■ RECORDS TO PROCESS
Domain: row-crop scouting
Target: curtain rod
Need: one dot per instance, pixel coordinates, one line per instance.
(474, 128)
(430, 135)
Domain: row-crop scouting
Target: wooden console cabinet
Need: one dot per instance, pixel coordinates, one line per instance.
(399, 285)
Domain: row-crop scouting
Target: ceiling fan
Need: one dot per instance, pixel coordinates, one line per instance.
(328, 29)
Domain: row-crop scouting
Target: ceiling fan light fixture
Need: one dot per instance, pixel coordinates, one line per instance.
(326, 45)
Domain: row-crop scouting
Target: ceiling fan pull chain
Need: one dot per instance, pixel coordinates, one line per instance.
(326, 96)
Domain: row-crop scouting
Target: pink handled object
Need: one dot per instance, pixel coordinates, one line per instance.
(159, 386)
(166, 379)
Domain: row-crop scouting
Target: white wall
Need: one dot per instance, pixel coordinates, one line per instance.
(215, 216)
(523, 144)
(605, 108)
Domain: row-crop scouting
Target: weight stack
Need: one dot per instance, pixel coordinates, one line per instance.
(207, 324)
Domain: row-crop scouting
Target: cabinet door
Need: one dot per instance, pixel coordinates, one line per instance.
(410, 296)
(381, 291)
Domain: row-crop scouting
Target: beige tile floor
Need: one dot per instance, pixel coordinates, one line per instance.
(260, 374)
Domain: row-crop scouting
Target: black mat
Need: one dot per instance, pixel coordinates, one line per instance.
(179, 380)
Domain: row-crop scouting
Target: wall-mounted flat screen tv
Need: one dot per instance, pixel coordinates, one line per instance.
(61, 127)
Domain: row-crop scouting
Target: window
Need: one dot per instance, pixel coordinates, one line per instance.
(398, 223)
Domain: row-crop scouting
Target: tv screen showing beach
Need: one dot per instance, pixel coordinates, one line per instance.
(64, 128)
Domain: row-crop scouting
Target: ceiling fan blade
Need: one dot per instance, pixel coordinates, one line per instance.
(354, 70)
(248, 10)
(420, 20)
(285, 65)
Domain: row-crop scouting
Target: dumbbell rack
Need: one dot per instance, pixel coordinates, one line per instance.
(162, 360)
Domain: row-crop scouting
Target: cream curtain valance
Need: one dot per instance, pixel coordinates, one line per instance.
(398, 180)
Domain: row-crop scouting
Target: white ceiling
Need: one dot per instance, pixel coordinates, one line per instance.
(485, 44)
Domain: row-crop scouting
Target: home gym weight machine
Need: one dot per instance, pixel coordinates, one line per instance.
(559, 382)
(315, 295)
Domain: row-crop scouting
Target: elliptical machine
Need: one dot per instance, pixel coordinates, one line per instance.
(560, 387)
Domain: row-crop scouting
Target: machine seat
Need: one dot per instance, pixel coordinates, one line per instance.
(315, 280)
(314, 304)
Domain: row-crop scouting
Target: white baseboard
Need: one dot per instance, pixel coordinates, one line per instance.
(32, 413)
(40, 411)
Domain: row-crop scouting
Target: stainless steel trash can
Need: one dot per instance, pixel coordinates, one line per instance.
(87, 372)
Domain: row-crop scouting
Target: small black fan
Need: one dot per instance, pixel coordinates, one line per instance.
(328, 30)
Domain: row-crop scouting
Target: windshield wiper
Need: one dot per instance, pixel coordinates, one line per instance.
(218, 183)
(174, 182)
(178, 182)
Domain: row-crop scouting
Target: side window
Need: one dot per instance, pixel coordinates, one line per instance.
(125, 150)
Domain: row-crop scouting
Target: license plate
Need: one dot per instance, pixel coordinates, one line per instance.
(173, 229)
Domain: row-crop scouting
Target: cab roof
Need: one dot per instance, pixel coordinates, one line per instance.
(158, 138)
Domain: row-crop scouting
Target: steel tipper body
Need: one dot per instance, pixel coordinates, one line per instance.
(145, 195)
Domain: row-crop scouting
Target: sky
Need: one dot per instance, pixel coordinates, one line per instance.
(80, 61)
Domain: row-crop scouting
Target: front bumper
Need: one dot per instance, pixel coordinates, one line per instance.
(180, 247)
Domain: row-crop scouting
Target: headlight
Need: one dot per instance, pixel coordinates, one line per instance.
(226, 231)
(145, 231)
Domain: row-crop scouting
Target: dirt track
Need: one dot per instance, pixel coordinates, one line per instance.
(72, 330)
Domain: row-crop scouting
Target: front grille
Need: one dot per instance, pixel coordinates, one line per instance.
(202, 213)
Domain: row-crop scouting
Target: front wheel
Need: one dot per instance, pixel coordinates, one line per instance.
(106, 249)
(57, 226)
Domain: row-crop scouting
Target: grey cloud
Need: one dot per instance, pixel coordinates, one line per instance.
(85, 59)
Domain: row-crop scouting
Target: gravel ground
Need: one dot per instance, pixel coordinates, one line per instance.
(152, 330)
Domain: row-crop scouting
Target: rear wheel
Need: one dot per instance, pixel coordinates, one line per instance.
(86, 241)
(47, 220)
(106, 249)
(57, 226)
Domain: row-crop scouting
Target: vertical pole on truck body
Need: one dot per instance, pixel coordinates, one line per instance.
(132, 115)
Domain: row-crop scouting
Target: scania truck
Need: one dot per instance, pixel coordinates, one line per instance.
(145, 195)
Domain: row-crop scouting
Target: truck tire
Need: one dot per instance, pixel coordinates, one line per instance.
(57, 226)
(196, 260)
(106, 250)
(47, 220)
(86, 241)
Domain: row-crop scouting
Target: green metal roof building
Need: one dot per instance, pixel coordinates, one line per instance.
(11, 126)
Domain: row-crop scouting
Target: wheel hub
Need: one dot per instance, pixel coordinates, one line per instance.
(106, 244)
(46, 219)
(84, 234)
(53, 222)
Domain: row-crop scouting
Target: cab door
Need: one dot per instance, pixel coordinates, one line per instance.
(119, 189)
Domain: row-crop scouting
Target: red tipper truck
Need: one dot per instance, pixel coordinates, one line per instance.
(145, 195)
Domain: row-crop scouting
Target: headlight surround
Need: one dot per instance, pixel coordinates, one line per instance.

■ ACTION ITEM
Whenever a line of the data includes the word "wall", show that line in full.

■ OUTPUT FOR THIS EXERCISE
Target: white wall
Target: wall-mounted flat screen tv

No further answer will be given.